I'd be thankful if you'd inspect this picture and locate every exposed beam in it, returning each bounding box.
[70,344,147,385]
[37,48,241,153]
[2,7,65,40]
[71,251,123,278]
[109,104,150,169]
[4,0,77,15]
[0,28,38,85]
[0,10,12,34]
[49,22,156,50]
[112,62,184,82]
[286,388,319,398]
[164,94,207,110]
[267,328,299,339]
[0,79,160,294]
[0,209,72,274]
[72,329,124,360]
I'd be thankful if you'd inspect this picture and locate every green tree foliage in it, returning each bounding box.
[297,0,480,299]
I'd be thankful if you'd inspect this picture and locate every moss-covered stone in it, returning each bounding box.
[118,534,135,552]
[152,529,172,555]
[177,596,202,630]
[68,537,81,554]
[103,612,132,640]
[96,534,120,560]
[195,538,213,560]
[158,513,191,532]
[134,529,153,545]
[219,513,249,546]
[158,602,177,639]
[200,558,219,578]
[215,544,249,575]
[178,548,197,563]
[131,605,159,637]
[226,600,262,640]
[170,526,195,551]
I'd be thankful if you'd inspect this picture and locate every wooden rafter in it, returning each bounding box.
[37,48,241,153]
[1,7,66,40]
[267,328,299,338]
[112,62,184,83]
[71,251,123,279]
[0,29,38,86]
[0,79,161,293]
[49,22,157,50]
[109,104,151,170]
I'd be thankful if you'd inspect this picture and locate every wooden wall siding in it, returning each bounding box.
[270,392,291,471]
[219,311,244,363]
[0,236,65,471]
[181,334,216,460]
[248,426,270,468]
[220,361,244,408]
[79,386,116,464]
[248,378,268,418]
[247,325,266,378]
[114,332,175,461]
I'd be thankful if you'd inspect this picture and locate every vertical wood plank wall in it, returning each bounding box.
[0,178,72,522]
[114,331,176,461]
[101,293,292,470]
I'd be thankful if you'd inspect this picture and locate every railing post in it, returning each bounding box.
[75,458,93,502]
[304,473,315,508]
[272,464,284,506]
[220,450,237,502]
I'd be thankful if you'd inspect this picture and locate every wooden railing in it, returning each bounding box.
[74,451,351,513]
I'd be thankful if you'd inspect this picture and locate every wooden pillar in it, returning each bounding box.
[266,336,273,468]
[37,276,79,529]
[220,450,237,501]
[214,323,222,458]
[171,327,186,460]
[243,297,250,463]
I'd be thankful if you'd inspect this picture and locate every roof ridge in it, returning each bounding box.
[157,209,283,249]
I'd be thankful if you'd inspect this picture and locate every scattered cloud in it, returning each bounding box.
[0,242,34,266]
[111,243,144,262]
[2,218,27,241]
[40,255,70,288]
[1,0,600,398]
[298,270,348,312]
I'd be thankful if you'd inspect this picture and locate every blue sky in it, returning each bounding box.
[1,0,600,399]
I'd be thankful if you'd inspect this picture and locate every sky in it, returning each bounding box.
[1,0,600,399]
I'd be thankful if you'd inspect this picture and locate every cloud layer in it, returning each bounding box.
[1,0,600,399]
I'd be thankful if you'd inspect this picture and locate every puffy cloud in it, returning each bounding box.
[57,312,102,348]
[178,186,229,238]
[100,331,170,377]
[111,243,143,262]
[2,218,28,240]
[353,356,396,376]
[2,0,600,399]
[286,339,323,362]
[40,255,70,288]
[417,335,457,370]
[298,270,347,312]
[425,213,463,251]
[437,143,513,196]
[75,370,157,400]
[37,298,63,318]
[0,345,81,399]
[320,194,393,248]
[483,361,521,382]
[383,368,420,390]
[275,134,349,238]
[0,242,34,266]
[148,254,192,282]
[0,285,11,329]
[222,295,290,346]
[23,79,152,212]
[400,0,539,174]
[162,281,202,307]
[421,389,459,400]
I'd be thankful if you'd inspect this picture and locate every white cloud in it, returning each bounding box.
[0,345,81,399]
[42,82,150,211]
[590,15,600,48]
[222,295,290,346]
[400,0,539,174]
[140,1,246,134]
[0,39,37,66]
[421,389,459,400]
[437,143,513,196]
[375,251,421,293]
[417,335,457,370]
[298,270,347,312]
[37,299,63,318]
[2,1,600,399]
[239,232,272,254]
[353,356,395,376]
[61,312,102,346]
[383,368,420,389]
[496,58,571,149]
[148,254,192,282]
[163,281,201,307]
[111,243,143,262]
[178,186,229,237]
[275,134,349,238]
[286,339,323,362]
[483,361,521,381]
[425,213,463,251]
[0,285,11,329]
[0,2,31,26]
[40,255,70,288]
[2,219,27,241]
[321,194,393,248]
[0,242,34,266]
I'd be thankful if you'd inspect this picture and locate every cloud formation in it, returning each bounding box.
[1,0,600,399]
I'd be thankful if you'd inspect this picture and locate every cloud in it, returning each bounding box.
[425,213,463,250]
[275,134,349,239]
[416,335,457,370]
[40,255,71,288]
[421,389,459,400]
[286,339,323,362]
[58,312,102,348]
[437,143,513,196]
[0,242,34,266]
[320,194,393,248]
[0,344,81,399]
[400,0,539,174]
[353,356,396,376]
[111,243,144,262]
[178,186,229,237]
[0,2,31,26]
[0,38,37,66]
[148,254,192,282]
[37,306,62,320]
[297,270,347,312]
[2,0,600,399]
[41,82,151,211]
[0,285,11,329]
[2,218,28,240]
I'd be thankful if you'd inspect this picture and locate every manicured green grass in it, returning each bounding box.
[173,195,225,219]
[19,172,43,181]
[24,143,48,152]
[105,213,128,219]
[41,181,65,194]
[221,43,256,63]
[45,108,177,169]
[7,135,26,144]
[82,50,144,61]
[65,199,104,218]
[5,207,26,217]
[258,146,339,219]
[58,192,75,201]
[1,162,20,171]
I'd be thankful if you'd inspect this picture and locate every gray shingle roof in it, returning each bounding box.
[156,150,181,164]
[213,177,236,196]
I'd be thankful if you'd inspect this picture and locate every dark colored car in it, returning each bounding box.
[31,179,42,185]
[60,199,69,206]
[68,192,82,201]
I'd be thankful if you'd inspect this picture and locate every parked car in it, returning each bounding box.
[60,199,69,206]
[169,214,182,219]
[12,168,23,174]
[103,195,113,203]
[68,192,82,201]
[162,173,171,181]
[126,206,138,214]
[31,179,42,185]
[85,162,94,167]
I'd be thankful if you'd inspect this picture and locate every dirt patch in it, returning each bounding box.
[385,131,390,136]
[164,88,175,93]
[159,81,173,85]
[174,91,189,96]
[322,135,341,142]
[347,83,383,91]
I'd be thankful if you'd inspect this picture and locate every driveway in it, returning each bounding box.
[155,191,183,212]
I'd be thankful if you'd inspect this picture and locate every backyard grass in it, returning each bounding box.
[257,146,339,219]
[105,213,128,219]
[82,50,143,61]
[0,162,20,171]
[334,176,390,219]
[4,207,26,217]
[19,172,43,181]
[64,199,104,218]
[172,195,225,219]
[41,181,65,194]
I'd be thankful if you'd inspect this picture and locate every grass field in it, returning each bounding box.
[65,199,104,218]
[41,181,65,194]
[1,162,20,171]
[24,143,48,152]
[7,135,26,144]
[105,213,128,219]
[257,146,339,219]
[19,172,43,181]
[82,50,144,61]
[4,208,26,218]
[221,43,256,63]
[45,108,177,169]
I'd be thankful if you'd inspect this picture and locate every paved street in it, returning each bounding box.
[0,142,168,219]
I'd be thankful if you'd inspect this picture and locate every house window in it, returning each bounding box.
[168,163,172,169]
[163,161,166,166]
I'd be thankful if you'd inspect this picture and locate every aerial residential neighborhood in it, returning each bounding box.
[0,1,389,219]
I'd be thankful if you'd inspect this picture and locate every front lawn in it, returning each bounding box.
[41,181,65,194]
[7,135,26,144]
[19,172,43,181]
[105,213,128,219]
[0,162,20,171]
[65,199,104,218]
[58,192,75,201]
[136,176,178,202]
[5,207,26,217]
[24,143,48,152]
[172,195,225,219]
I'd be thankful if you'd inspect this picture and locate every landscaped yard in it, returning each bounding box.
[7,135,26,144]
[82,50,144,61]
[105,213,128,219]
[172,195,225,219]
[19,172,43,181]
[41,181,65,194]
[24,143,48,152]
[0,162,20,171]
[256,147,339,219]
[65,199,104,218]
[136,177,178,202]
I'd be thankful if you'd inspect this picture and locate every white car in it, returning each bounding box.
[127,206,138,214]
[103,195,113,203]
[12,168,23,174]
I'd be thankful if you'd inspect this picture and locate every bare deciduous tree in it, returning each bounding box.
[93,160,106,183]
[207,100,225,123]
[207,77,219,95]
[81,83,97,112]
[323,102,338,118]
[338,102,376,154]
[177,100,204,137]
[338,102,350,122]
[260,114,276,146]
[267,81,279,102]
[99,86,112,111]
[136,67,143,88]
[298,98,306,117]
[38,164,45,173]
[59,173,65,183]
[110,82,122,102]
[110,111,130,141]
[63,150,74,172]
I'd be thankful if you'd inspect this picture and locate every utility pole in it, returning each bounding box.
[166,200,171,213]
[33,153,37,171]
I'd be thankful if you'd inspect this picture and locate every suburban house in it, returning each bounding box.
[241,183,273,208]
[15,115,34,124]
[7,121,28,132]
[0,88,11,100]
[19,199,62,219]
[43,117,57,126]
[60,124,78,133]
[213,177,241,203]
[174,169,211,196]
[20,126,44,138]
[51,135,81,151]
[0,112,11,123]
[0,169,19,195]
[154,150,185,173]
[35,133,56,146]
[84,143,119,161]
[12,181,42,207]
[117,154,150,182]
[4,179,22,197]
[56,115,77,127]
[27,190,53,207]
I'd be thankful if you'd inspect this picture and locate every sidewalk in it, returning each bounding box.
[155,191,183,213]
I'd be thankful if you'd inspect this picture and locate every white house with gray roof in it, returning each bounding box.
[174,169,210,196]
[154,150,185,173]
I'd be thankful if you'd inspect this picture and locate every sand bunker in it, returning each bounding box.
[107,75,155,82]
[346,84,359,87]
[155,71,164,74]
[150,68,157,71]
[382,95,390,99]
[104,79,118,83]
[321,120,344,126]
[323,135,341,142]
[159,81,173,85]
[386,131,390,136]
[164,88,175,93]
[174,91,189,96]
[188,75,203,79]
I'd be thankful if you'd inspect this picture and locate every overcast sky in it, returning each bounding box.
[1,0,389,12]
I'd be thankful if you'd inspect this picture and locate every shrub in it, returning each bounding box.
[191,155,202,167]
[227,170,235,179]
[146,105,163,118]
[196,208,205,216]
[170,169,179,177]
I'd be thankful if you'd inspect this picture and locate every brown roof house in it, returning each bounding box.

-*-

* [Task details]: The answer consists solely of the lines from the one containing "shrub in it, returning each bounding box." through the last line of the data above, reproduced exactly.

* [Task output]:
I'd be thankful if you'd inspect this picture and locate every shrub in it, returning each bounding box.
[191,155,202,167]
[227,170,235,179]
[146,105,163,118]
[196,208,205,216]
[170,169,179,177]
I'd be thankful if you'd inspect this picture and locate every brown roof house in it, returning each bounding box.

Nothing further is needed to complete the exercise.